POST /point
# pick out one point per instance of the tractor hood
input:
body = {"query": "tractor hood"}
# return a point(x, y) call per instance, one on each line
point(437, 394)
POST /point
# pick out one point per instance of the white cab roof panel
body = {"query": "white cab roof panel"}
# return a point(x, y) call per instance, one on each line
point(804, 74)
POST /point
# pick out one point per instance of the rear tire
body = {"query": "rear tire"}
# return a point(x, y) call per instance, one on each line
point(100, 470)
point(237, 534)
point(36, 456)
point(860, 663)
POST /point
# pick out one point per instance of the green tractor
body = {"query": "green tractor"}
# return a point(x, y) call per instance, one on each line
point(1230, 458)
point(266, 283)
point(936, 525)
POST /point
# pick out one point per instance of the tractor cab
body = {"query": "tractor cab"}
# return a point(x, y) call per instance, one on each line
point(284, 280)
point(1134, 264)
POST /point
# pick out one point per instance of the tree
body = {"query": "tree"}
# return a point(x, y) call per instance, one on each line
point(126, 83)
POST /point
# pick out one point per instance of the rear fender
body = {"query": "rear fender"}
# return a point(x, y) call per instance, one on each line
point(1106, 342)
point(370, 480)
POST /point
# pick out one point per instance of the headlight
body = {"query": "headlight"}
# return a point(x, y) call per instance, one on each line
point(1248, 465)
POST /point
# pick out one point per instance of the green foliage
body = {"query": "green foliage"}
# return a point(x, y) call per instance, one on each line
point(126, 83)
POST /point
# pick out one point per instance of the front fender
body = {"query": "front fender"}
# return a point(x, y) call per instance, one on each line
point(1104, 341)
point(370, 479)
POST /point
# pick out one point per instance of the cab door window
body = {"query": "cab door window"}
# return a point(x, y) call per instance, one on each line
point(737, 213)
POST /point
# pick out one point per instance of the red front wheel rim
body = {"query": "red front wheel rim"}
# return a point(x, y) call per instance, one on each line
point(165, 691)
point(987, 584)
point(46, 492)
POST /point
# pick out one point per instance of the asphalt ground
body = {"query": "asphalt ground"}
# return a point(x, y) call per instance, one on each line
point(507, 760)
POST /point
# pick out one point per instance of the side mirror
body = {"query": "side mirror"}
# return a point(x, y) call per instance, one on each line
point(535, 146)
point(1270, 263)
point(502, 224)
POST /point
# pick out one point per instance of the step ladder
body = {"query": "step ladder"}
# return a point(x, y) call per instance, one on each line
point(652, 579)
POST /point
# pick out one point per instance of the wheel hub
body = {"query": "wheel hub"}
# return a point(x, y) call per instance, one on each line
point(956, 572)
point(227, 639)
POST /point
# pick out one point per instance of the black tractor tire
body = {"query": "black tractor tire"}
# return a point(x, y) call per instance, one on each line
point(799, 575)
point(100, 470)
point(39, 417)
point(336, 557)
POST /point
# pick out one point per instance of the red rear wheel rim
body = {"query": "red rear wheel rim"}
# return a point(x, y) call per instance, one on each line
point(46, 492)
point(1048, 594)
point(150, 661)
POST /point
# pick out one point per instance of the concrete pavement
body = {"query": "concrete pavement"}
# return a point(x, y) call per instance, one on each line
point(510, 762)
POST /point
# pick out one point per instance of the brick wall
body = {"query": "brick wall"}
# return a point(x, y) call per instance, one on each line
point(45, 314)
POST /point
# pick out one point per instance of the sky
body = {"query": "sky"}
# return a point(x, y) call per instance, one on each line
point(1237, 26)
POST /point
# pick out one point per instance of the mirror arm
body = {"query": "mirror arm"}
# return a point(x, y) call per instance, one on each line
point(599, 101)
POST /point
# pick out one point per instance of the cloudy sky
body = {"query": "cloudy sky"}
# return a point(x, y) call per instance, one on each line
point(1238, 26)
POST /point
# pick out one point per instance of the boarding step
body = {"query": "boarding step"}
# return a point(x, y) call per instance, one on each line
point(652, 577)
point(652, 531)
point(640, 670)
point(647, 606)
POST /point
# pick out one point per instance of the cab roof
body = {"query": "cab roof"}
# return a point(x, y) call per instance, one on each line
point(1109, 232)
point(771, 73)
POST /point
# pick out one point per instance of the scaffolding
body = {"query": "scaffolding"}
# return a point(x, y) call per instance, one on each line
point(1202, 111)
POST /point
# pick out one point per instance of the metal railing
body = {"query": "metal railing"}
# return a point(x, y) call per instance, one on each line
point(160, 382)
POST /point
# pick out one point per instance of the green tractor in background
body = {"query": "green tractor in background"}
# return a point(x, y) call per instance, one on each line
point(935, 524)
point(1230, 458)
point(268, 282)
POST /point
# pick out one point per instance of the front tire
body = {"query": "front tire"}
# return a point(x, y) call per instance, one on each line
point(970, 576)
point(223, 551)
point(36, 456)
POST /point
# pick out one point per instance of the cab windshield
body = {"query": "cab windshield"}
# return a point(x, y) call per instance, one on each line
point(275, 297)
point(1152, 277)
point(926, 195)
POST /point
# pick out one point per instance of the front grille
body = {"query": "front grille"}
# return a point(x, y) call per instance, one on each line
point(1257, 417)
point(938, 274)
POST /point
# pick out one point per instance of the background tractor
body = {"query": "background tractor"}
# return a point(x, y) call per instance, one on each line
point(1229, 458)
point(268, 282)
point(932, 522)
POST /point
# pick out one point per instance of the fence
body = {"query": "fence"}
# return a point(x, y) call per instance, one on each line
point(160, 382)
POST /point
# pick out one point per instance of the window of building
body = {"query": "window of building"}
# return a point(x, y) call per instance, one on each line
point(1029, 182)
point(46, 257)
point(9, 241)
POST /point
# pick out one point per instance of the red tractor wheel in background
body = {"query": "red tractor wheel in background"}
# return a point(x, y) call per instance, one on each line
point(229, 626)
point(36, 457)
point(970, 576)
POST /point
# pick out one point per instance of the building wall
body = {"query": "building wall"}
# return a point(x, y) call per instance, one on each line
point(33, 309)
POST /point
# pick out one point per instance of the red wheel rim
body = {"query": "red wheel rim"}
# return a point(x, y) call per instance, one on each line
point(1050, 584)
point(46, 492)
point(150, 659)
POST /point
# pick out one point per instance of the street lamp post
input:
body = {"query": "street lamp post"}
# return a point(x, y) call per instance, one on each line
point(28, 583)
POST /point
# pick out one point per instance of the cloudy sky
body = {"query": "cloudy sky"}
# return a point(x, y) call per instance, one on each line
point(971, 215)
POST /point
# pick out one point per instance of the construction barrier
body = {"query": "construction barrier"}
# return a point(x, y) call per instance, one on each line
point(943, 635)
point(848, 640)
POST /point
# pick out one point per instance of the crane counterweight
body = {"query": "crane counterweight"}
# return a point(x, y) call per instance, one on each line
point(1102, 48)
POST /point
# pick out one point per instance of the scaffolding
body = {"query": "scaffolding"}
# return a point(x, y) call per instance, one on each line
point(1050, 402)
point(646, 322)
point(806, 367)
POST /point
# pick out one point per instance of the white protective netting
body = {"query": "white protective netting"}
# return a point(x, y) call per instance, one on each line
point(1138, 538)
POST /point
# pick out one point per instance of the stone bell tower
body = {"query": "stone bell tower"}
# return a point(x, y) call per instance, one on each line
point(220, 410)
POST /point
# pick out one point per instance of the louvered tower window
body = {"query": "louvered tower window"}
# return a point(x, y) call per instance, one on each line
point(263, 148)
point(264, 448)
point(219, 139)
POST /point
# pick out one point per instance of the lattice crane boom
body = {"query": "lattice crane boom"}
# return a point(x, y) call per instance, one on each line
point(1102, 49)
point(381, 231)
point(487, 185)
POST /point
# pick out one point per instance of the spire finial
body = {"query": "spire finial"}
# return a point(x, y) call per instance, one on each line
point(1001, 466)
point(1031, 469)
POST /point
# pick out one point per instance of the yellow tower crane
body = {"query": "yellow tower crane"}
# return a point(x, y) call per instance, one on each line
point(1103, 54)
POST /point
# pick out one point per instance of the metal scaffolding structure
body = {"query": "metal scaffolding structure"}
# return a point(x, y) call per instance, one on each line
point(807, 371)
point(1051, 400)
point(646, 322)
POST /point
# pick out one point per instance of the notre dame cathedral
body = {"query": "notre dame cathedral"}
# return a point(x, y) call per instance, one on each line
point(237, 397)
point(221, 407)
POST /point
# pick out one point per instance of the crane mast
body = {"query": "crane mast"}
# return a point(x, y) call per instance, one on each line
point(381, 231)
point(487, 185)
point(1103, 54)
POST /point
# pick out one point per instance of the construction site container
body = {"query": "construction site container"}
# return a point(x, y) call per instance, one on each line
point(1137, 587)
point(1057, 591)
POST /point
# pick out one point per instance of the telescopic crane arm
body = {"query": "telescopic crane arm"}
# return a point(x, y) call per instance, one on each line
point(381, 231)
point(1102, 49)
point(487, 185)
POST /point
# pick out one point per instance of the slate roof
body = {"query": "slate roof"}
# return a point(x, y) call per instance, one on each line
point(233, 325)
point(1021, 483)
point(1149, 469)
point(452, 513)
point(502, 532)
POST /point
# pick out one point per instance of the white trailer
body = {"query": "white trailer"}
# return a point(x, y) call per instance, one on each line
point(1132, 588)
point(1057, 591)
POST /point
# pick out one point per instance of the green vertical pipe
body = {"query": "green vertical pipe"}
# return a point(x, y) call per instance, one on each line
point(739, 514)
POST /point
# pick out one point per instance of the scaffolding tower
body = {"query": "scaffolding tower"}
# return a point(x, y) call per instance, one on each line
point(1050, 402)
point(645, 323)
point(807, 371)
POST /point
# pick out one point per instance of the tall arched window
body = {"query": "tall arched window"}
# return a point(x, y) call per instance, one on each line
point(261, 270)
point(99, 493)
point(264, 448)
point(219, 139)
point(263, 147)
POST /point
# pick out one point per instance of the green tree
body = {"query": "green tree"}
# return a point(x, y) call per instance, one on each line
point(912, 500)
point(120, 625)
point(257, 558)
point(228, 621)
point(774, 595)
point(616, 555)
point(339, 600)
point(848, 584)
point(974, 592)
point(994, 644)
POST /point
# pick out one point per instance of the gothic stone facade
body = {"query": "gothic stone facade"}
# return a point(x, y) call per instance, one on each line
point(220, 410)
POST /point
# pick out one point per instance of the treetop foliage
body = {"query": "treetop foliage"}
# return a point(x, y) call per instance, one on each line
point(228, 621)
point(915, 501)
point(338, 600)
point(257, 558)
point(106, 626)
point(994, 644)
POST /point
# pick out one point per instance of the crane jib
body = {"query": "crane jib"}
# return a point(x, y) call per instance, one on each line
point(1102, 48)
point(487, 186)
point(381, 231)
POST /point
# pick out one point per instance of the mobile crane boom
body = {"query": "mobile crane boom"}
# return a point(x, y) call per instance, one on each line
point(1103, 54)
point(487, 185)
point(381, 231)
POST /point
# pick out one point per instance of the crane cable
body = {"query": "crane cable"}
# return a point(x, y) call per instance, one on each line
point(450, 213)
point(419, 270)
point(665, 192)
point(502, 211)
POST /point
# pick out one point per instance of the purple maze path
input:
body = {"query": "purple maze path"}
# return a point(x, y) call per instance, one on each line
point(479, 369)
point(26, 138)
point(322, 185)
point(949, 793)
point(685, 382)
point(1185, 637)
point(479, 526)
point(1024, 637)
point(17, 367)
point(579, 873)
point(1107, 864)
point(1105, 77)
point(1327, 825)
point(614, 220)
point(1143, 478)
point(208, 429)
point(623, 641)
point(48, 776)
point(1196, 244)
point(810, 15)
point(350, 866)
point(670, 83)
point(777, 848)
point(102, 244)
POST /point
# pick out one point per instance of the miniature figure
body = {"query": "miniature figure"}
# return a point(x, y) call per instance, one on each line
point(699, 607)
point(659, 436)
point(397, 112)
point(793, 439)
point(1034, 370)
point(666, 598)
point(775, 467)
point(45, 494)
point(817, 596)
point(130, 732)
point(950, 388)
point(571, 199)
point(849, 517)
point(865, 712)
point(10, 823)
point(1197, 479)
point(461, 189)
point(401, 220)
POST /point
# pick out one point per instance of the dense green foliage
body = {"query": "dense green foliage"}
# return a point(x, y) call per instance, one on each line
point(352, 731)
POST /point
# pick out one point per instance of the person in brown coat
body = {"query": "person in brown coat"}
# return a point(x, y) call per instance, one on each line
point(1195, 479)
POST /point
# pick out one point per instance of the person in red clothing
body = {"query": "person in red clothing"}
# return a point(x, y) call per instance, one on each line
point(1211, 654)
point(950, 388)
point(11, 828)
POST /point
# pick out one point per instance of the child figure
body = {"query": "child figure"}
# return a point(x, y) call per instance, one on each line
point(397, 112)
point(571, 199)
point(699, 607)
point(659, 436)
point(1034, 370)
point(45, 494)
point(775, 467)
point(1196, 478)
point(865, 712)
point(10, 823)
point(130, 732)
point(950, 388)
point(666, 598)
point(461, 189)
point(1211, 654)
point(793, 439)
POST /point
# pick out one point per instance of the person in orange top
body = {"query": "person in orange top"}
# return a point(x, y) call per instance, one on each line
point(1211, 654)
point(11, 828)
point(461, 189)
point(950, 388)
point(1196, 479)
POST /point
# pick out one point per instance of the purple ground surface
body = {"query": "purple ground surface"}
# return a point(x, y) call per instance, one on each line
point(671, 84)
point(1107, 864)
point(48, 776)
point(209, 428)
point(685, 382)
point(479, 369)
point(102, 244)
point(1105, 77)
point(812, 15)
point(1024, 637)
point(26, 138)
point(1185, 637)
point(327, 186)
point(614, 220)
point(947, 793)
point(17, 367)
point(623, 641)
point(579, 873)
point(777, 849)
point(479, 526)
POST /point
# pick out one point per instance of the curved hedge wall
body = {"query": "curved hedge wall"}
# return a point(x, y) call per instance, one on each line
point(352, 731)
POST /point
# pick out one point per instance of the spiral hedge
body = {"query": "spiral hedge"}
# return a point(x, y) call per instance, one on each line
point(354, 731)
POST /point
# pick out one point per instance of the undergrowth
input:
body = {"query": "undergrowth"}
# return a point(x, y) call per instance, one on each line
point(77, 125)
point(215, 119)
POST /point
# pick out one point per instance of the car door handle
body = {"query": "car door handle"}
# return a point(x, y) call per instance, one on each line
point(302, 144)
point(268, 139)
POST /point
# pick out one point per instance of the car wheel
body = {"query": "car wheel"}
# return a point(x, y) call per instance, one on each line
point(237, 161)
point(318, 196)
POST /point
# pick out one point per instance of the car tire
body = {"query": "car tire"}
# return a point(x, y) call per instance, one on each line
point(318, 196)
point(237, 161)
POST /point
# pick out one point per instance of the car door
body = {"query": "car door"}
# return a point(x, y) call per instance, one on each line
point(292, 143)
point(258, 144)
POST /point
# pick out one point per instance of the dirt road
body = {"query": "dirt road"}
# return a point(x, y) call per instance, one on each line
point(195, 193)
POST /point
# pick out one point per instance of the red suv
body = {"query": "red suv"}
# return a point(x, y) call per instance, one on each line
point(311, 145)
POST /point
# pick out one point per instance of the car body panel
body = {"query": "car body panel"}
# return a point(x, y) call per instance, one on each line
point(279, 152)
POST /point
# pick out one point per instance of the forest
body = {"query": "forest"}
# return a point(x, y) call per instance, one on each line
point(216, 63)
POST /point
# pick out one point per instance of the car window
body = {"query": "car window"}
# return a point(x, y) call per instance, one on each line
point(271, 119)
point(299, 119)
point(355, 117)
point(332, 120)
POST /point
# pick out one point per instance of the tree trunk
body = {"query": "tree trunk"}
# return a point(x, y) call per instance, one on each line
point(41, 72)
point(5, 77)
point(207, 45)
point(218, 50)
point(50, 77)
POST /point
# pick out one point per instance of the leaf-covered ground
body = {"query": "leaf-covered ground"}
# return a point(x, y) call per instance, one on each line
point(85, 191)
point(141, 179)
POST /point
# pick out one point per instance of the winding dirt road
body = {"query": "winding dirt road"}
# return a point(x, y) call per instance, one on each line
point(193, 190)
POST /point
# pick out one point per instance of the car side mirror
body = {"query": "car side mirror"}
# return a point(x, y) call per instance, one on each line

= = = = = = =

Request | Reproduce every line from the start of the records through the line containing "point(936, 525)", requests included, and scale each coordinate in the answers by 0.9, rounding to whole numbers with halves rounded up. Leave all other numbers unchanged.

Task response |
POST /point
# pick out one point per instance of the tractor hood
input:
body = {"query": "tractor hood"}
# return a point(x, y) call per instance, one on each line
point(393, 355)
POST /point
# pick out one point per instance of the white cab roof panel
body = {"query": "white cab roof panel"}
# return a point(x, y) call per instance, one on each line
point(724, 67)
POST /point
# pick out one point per instance of the rear tire
body = {"query": "rear tire"}
# return a point(x, y) call per instance, one on each line
point(90, 423)
point(213, 481)
point(32, 410)
point(774, 597)
POST /point
# pick out one point per instance of the green tractor
body = {"query": "green tractor"}
# return a point(x, y) call per instance, one on each line
point(1107, 412)
point(239, 255)
point(842, 473)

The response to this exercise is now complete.